** Short exercise **
Copy the records below verbatim, reproducing every line in its original order without alteration.

— START OF Data excerpts —

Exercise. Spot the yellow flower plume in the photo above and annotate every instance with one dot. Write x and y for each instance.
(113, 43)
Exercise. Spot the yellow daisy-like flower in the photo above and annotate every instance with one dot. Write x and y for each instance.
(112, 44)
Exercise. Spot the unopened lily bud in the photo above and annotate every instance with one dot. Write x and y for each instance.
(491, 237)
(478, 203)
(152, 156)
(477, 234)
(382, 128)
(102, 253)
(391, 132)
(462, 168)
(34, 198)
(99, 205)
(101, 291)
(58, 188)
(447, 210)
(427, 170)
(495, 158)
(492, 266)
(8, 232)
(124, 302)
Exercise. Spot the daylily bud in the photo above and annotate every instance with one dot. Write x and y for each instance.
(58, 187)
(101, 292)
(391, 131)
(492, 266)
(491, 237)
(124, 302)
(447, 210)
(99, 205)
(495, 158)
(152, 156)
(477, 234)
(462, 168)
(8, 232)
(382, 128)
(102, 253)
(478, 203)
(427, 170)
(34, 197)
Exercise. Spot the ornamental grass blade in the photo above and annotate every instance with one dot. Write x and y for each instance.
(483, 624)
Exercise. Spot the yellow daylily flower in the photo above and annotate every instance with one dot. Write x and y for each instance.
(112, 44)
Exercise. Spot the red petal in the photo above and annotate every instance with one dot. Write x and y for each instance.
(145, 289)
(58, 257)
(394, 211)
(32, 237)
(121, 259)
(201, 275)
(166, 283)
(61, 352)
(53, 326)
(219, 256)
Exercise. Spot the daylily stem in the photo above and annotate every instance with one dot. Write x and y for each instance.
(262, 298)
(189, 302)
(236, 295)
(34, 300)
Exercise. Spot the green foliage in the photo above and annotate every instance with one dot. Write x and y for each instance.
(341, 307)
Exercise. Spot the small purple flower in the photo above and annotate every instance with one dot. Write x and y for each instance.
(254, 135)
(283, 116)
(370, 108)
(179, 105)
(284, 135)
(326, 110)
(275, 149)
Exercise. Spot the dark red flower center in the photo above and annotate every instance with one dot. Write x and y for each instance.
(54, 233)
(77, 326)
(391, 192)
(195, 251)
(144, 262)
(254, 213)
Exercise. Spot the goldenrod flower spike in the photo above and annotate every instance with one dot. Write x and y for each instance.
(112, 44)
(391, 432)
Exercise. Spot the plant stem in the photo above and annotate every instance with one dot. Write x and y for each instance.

— END OF Data excerpts —

** Finished task **
Exercise. Spot the yellow flower plume in the photo above and annotate every instance with one dot. Write x and y for each instance.
(113, 43)
Exercise. Spot the yellow daisy-like flower in the photo above and annotate every instance with one dot. Write x and y for each instance.
(112, 44)
Exercise. Spot the unopened lily bud in the photo above and annotate every instance with one dot. Write x and y for each instance.
(491, 237)
(478, 203)
(152, 156)
(477, 234)
(382, 128)
(102, 253)
(391, 132)
(462, 168)
(34, 198)
(99, 205)
(101, 291)
(58, 188)
(447, 210)
(427, 170)
(495, 158)
(492, 266)
(8, 232)
(124, 302)
Exercise. Spot the daylily bud in the photo above and annotate every instance with one dot. Write x and y for each instance.
(58, 187)
(101, 292)
(391, 131)
(492, 266)
(491, 237)
(124, 302)
(447, 210)
(99, 205)
(495, 158)
(152, 156)
(477, 234)
(462, 168)
(8, 232)
(382, 128)
(102, 253)
(478, 203)
(427, 170)
(34, 197)
Exercise. Spot the ornamental grass blade in the photo above and annotate every instance with one dot. Write x and y for each instance.
(483, 624)
Exercise. Spot the yellow daylily flower in the photo above and annotate every instance with one dot. Write x and y for each instance.
(112, 44)
Exercise. Spot the red petal in the photo above and annotate every instance with one dot. Write x and y for each instance.
(145, 289)
(58, 257)
(394, 211)
(32, 237)
(121, 259)
(201, 275)
(166, 283)
(61, 352)
(53, 326)
(219, 256)
Exercise. Spot the daylily stem in the photo above and annotate every instance with one dot. Write x and y for each instance.
(262, 298)
(189, 302)
(236, 295)
(34, 300)
Exercise. Spot the green foliage in the photo above and annotate every instance with one dot. Write x and y for each instance.
(341, 307)
Exercise. Spot the small purple flower in the photo above and annotate every instance with one dot. Write x and y for each instance.
(254, 135)
(283, 116)
(370, 108)
(179, 105)
(284, 135)
(326, 110)
(275, 149)
Exercise. Spot the dark red flower center in the photo above and annotate every instance with one dot. Write x and y for each instance.
(54, 233)
(77, 326)
(391, 192)
(195, 251)
(144, 262)
(254, 213)
Exercise. Spot the goldenrod flower spike in the photo above and annotate every instance with one dot. Write x and y for each instance.
(112, 44)
(391, 432)
Exercise. Spot the plant stem in the photo above and annotate every instance with one dot. Write x and y for each instance.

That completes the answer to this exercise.